- What the task requires
Continue the article on managing stress to curb anger, picking up right after its last sentence.

==== Document section

Want a quick way to control your anger? Try to manage your stress.
For those who struggle with controlling their anger, stress is the largest indicator that an outburst could be near. Stress is defined by The American Institute of Stress as, “a condition or feeling experienced when a person perceives that demands exceed the personal and social resources the individual is able to mobilize.” While not all stress is unhealthy, when the demands of life become too much, stress (and its impact), can quickly become unhealthy.
The hard truth is that anger actually serves a purpose when you feel stressed. This purpose, however, is not always a functional one. When you are struggling with stress and have an outburst, anger may give you the illusion of control. At Anger Management U, we teach that anger creates short-term results and long-term consequences. After an outburst you may feel better, may notice that someone else has backed down, may have gotten the attention you want, or more. However, these short-term results are not without consequence. The long-term results of anger outbursts include damaged relationships, shame, legal consequences, loss of employment, regret, and more.
If you can begin to minimize your stress by taking control before you use anger to do so, you may start to see a reduction in rageful behavior. Here are six practical steps to help you begin to get control of your stress:
Notice your triggers and plan ahead.
Are there some situations, people, or places that create stress for you? Identify the common sources of stress in your life and set a plan to manage them. How might you limit or control these stressors? Can you delegate tasks associated with these triggers? Can you set a time limit? By identifying your triggers and planning to deal with them in advance, you will feel (and have) more control over your anger, emotions, and life.

========
==== Records

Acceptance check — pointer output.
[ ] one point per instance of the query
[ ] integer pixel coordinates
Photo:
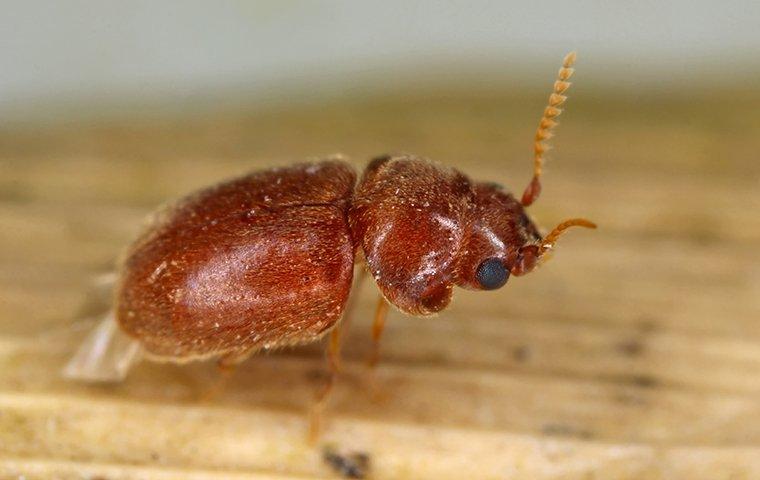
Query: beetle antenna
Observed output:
(545, 126)
(547, 243)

========

- Expected answer
Identify where you feel stress.
Oftentimes, before the brain makes us aware we are feeling stress, our body feels it. Many people feel stress in places like their back, neck, hands, stomach, shoulders, and head. Notice where you generally feel stress and train your brain to recognize the symptoms of stress. This will allow you to take a break or moment to pause to reset and gain control.
It is okay to say no. We repeat, it is okay to say no. Setting boundaries with friends, work, and family will help you to plan a balanced schedule. If you struggle to say no, practice out loud. The more you try, the more comfortable it will become. When you do too much or overcommit, oftentimes stress happens. Take time to plan your week in advance, with breaks and time to yourself. This will help you to feel more in control of your schedule and commitments.
Ask for help.
Everyone needs a little help sometimes. If you are feeling stressed or overwhelmed, ask for help from a friend or family member. If you see an anger management coach or counselor, you can also use that time to learn how to ask for help, identify supportive people, or figure out where you might need to start asking for help.
With the fast pace of life, you may often forget to schedule time for yourself. Commit to a certain amount of time or activity every day that gives back to your own health and wellness. Examples of this include going to the gym, reading, sitting quietly, watching tv, going for a walk, spending time with your pet, or more.
Blame creates resentment and drives anger. Instead, redirect yourself to take accountability for your actions and role in each stressful situation. When you start to take accountability, you also begin to recognize what you can control. Make changes from there.